* _Written request_: The required output consists solely of the lines from the line containing "target | meadow" through the end of the records, copied exactly.

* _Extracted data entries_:
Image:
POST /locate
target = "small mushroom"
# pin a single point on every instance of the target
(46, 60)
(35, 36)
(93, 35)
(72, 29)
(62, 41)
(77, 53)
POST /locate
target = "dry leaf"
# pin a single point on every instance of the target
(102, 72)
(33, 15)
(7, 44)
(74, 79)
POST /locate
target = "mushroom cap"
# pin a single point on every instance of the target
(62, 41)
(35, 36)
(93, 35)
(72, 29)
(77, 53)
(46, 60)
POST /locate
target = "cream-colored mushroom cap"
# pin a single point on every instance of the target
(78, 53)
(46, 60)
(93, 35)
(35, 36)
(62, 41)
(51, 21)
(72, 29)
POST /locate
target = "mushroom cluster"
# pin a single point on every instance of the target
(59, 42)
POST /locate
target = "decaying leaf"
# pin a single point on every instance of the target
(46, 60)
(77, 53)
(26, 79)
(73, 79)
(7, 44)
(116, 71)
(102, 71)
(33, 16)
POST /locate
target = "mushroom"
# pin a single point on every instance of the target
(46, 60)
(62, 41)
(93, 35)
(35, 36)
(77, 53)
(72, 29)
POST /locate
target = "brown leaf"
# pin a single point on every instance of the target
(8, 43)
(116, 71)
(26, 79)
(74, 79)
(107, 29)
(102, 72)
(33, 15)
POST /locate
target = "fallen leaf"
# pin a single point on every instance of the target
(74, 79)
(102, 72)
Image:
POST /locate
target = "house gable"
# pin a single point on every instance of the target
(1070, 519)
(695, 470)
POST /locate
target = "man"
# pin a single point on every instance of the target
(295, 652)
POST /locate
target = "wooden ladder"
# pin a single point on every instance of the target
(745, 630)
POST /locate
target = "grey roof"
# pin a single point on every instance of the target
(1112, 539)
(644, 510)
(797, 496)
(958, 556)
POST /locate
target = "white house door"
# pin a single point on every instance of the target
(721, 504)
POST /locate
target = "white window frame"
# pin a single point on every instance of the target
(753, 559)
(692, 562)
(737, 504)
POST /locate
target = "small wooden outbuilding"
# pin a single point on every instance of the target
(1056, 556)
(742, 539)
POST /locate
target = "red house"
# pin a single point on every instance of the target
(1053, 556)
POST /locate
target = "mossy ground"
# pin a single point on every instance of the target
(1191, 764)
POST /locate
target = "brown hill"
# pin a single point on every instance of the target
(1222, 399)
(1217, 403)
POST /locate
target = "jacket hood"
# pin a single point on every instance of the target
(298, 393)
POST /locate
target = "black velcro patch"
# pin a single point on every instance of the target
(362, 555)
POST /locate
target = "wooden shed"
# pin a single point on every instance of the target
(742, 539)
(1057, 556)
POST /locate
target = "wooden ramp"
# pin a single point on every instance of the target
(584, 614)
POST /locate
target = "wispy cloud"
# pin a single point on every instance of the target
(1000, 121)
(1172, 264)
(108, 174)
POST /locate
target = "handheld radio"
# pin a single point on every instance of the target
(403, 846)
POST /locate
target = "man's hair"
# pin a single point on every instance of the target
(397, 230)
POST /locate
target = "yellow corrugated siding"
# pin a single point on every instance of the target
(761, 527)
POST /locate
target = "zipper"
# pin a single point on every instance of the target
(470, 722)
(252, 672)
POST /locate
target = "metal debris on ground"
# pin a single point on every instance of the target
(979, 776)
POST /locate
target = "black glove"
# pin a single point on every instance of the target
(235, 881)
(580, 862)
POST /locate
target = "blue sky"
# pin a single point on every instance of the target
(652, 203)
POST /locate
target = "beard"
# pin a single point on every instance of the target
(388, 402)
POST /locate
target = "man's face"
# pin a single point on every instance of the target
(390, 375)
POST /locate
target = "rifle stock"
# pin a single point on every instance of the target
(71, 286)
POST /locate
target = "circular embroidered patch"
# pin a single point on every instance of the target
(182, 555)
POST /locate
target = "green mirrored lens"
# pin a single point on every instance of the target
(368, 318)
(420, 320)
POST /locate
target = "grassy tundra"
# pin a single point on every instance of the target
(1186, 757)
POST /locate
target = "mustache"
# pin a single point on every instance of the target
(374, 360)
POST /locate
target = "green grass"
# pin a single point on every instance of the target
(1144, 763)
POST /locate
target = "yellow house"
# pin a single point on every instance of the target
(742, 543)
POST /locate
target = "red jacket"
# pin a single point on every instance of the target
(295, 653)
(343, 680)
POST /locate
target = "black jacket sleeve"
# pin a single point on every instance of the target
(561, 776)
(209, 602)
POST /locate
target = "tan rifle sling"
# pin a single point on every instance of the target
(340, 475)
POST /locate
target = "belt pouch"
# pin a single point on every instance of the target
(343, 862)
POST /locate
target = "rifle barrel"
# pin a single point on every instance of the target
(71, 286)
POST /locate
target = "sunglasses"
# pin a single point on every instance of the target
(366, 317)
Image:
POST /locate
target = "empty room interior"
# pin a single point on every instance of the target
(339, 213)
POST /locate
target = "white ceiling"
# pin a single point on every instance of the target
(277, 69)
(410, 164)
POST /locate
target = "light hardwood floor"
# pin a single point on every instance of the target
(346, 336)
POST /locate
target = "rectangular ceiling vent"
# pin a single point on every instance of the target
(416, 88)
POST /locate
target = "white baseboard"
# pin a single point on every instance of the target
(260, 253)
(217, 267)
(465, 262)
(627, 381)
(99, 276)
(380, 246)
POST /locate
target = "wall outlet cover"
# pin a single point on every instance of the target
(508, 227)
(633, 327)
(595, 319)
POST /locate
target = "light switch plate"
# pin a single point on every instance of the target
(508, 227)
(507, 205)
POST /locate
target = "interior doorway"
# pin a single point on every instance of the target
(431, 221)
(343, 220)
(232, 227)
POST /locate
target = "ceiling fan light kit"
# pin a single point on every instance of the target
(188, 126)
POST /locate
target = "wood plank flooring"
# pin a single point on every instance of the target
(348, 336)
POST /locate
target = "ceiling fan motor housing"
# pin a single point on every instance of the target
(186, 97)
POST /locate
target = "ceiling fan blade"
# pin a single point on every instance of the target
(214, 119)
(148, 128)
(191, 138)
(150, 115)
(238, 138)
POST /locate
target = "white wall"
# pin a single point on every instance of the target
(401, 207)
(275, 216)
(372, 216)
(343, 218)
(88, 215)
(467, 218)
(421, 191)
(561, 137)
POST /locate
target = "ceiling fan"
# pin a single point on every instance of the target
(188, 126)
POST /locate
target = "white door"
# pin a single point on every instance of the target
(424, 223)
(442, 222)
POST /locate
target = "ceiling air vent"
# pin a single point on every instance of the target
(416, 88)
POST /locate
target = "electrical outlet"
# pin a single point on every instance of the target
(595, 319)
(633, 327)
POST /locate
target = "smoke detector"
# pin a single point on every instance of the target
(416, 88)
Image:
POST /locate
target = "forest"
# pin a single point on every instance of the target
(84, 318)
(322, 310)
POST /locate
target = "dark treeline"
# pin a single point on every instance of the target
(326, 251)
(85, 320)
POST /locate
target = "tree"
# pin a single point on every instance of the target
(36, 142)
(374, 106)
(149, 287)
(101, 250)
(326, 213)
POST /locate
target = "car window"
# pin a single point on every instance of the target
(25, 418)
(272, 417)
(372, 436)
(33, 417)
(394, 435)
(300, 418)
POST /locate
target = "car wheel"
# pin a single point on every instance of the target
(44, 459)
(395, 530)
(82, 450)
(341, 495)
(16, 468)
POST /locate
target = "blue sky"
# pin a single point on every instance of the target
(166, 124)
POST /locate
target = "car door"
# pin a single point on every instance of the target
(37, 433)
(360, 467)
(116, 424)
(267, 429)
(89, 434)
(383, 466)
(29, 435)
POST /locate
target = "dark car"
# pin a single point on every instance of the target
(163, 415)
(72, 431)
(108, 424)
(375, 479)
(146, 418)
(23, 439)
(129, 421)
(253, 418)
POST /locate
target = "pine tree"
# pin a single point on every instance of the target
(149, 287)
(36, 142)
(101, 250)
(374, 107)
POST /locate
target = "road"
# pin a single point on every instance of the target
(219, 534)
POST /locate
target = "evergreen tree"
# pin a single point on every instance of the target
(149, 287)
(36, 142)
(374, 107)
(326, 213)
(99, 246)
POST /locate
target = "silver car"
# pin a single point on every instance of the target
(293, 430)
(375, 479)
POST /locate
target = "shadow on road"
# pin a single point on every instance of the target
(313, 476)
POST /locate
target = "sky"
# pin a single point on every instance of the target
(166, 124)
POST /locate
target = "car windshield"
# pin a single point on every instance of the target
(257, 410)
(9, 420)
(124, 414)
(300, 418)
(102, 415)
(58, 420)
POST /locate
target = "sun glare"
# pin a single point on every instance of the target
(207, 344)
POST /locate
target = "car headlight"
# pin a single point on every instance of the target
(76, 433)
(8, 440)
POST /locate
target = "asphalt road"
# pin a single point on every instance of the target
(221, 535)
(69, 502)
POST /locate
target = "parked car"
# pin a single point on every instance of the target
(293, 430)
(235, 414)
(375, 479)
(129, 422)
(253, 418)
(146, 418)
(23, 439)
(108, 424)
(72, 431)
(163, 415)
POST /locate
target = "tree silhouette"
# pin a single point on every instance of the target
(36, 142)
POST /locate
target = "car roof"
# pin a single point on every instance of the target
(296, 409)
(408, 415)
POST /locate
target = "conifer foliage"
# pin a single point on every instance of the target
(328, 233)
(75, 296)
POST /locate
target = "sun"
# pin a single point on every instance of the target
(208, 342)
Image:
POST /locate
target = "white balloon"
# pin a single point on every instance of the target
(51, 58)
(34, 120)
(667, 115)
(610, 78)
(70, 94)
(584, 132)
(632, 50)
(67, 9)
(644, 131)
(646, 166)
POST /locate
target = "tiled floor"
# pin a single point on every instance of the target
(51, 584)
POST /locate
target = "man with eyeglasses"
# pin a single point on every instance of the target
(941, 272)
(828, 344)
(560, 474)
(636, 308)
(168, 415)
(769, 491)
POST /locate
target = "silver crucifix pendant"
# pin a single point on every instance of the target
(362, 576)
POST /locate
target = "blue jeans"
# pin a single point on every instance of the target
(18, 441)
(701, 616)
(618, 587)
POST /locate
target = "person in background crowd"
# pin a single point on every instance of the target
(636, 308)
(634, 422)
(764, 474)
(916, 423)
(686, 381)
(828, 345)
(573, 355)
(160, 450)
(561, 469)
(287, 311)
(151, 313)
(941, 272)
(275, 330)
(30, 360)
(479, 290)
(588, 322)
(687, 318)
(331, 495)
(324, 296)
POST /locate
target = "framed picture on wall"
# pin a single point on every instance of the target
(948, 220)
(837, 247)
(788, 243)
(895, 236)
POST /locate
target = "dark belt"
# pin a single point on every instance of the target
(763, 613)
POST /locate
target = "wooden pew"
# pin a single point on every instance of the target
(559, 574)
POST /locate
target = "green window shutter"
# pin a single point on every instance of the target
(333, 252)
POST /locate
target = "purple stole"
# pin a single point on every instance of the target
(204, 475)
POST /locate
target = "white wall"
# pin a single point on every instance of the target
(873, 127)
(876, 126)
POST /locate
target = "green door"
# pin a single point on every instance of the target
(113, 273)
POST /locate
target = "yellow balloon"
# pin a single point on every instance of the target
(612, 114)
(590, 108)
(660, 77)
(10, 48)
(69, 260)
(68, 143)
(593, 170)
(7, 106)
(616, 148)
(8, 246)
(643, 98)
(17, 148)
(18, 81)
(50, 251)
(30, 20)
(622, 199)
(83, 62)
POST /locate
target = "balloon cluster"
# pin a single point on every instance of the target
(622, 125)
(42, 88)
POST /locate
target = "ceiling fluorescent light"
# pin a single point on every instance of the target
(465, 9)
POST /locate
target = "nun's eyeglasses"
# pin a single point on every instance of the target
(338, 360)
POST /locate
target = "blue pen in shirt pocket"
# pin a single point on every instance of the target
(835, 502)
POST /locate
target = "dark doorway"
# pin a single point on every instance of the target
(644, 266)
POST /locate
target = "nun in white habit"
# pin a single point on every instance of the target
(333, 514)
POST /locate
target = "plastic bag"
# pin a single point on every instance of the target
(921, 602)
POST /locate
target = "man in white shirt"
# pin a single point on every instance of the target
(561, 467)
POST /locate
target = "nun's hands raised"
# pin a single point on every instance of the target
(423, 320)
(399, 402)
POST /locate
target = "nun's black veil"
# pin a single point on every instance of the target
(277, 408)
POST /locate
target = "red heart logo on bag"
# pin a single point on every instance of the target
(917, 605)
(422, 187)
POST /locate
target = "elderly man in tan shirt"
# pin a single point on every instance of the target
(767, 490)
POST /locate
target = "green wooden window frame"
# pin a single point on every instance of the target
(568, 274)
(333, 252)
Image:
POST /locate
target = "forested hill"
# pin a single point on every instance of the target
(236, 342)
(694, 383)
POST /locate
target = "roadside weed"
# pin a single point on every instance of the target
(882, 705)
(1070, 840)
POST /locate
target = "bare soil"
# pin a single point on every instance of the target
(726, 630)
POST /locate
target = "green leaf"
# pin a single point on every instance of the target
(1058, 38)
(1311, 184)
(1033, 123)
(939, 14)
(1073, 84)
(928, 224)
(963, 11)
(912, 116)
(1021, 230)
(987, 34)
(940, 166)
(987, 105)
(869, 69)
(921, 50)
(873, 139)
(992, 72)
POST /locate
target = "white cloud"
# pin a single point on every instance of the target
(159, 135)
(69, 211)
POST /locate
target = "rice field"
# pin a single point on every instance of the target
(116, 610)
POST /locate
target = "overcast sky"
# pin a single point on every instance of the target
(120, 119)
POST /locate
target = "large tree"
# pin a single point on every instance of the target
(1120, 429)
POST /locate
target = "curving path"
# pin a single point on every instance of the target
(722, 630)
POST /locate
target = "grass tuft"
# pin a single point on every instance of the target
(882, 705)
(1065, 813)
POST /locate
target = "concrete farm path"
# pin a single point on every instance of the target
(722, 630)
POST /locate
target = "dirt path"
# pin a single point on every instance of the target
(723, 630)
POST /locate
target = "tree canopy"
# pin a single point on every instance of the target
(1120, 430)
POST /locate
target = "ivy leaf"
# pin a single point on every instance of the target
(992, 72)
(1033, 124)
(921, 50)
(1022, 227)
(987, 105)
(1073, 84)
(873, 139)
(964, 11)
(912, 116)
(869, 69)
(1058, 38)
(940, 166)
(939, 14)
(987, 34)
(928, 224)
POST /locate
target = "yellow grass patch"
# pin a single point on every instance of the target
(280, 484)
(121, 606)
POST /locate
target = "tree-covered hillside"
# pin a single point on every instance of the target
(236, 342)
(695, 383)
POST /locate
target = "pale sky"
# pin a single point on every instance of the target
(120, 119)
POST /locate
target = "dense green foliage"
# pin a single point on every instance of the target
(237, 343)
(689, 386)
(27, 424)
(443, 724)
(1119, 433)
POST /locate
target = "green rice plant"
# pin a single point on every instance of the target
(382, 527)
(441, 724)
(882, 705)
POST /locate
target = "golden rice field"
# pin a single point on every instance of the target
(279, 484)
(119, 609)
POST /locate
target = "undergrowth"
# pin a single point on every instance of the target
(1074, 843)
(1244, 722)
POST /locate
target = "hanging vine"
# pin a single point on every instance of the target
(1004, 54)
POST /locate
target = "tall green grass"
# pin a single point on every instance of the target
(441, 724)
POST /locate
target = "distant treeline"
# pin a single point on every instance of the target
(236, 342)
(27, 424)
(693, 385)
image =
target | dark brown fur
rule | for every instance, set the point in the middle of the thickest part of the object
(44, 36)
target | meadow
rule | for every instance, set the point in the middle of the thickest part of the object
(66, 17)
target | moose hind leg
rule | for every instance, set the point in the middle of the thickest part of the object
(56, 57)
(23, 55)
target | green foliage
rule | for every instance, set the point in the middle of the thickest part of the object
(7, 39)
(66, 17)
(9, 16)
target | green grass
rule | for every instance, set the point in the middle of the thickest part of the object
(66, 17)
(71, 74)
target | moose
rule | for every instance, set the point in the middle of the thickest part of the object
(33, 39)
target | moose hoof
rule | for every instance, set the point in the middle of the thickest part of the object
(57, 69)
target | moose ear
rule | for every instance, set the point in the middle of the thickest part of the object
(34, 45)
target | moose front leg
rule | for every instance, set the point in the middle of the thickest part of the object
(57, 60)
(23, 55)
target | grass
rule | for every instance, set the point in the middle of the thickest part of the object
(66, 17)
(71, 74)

* _Expected output_:
target | meadow
rule | for every instance, set the point in the middle of the thickest part of the object
(66, 17)
target | moose hind leg
rule | for every instance, set the point in the middle of the thickest part of the object
(56, 57)
(23, 55)
target | green foliage
rule | for every instance, set the point in the middle of the thickest part of the object
(7, 39)
(66, 17)
(9, 16)
target | green grass
rule | for every instance, set the point in the middle of the thickest part of the object
(66, 17)
(71, 74)
target | moose
rule | for every instance, set the point in the middle of the thickest part of the object
(33, 39)
target | moose hoof
rule | for every instance, set the point in the middle of the thickest part of the object
(57, 69)
target | moose ear
rule | for every instance, set the point in the middle of the thickest part of the object
(34, 45)
target | moose front leg
rule | for every instance, set the point in the middle of the thickest part of the object
(57, 60)
(23, 55)
target | grass
rule | for every instance, set the point in the middle of the thickest part of the object
(66, 17)
(71, 74)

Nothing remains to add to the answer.